Kutipan yang diberikan:

Thursday, August 9, 2012

(Catatan SasteraLapar) : KRENGSENGAN NYAMBIK (BIAWAK)

Nyambik dalam bahasa Jawa Timuran artinya sama dengan biawak (Varanus Indicus). Ukurannya minimal 50 cm, dan panjang maksimalnya bisa sampai dua meter. Biasanya hidup di daerah tambak atau rawa-rawa maupun area pinggir sungai, karena makanan utamanya adalah hewan-hewan air dan ciri fisiknya sangat serupa dengan kerabatnya di pulau Komodo sana. 

Krengsengan juga adalah makanan khas Jawa Timur yang berupa daging dimasak dengan aneka bumbu hingga mengental dan berwarna kecoklatan, rasanya sangat lezat dan asalnya dari Pasuruan.

Waktu pertama kali ke Surabaya sekitar tahun 1995, saya tidak punya gambaran sekalipun ketika orang-orang menyebut kata nyambik. Saya pikir malah itu seperti bahasa makian ataulah apa sehingga cuek beibeh aja gitu loh.

Nah, saya baru benar-benar mengerti makna nyambik ini ketika saya masih mengajar di sebuah perguruan tinggi di Surabaya. Pas saya menunggu jam mengajar di ruang TU, ada seseorang yang masuk sambil membawa sebuah kotak plastik yang isinya daging berwarna putih seperti daging ayam. Dengan petugas TU-nya saya bertanya :
“Pak, orang itu bawa daging apa?”
“Oh, itu bawa daging nyambik…”
Nyambik itu apa?” tanya saya kurang paham.
“Yang di kali-kali (sungai-red) itu lho Pak”
Saya seketika langsung paham, oh,….yang dibicarakan selama ini toh. Biawak! Terus dengan rasa penasaran masih membuncah, saya tanya kepada staf tadi.
“Yang pesan siapa, Pak?”
“Dosen-dosen sini”
“Enak?”
“Katanya sih enak, kayak daging ayam begitu”
Pak TU tadi kemudian mengatakan bahwa dosen-dosen disini kadang memesan daging nyambik dari beberapa orang yang dibayar untuk menangkap dan mengulitinya, untuk kemudian dibawa dalam bentuk daging segar. Alasannya untuk menjaga kebugaran dan…kabarnya, daging nyambik ini bisa dibuat untuk meningkatkan vitalitas serta –sepurane, rek- gairah seksual. Hehehehehe.

Untuk menangkapnya juga gampang-gampang susah, karena harus dipancing dengan daging segar dulu di lubang tempat dia biasa bersarang. Setahu saya, kawasan ITS juga merupakan kawasan pemukiman kaum kerabat komodo ini, karena disamping masih banyak alang-alang, juga dekat dengan kawasan tambak. Jika ingin menangkapnya, tali pancing haruslah dari senar gitar yang kuat agar tidak putus jika tergigit, karena gigitan nyambik sangatlah kuat meski tidak beracun macam Komodo. Mengulitinyapun perlu kesabaran karena kulitnya yang super keras dan liat. Entah mitos apa yang membuat orang menyukai daging hewan satu ini, dan tidak ada undang-undang perlindungannya…barangkali karena jumlahnya yang masih sangat banyak ya….

Tujuan: Menurut kutipan tentang nyambik, krengsengan berasal dari kota mana? Item sesudah ini adalah bahan tersendiri, terpisah dari kutipan di atas.

Bahan yang diberikan:

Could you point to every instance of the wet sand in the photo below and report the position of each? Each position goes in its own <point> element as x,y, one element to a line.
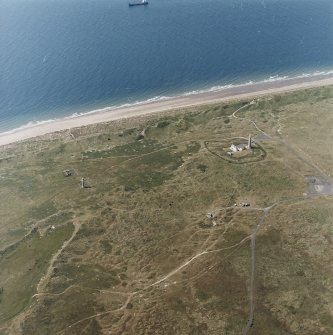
<point>115,113</point>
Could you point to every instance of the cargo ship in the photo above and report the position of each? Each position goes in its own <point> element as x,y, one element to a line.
<point>138,3</point>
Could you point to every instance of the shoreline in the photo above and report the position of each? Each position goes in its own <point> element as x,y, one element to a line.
<point>149,107</point>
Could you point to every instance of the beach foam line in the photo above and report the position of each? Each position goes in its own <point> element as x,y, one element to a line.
<point>162,103</point>
<point>217,88</point>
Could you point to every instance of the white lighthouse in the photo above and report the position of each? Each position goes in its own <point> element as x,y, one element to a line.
<point>249,142</point>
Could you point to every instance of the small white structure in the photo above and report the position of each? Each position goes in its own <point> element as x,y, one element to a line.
<point>242,146</point>
<point>239,147</point>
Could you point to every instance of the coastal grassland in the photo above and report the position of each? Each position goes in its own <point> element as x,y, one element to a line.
<point>23,266</point>
<point>163,239</point>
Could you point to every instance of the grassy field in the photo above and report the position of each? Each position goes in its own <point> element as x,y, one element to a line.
<point>172,236</point>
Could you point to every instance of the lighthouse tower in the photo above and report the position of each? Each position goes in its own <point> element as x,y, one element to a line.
<point>249,142</point>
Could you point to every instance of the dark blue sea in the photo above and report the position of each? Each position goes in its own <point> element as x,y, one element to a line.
<point>61,57</point>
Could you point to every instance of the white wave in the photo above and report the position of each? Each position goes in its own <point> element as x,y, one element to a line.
<point>215,88</point>
<point>30,124</point>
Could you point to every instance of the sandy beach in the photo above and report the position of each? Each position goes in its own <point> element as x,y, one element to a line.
<point>114,113</point>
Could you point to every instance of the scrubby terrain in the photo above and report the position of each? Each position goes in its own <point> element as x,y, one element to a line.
<point>171,234</point>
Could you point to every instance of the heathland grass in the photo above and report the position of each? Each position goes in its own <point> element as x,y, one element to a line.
<point>163,239</point>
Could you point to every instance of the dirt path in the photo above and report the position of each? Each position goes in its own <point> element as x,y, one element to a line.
<point>43,282</point>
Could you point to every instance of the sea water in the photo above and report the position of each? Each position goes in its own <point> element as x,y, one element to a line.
<point>65,57</point>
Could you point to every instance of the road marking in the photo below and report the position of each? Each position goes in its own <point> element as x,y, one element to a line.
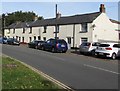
<point>67,88</point>
<point>101,69</point>
<point>52,56</point>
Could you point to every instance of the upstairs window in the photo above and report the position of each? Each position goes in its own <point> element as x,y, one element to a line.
<point>84,28</point>
<point>9,31</point>
<point>23,30</point>
<point>30,30</point>
<point>45,28</point>
<point>56,29</point>
<point>119,36</point>
<point>14,30</point>
<point>44,38</point>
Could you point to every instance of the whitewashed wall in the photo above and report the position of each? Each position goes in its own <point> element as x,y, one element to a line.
<point>104,29</point>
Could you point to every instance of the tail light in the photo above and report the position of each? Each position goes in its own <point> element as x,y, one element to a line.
<point>89,45</point>
<point>108,48</point>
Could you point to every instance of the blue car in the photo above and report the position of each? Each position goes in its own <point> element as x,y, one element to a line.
<point>55,45</point>
<point>3,40</point>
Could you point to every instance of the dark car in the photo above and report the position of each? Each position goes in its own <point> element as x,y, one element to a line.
<point>13,41</point>
<point>55,45</point>
<point>3,40</point>
<point>34,44</point>
<point>40,44</point>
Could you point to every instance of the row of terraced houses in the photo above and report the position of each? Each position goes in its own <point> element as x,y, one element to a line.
<point>91,27</point>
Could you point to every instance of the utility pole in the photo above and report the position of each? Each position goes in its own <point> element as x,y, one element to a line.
<point>56,22</point>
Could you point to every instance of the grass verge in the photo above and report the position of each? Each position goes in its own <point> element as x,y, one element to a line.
<point>17,76</point>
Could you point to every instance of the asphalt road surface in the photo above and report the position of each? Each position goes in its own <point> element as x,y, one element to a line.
<point>76,71</point>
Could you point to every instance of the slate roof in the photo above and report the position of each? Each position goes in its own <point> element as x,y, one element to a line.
<point>22,24</point>
<point>12,25</point>
<point>67,20</point>
<point>114,21</point>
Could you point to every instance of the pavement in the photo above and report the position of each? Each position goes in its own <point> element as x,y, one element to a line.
<point>74,70</point>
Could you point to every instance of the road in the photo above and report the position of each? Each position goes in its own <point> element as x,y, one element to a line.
<point>76,71</point>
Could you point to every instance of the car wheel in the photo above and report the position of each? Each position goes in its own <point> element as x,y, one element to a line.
<point>113,56</point>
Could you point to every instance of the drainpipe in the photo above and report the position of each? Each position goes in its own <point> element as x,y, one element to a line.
<point>73,35</point>
<point>56,24</point>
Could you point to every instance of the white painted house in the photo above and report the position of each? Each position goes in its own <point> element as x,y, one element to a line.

Jawaban tugas: Krengsengan berasal dari Pasuruan.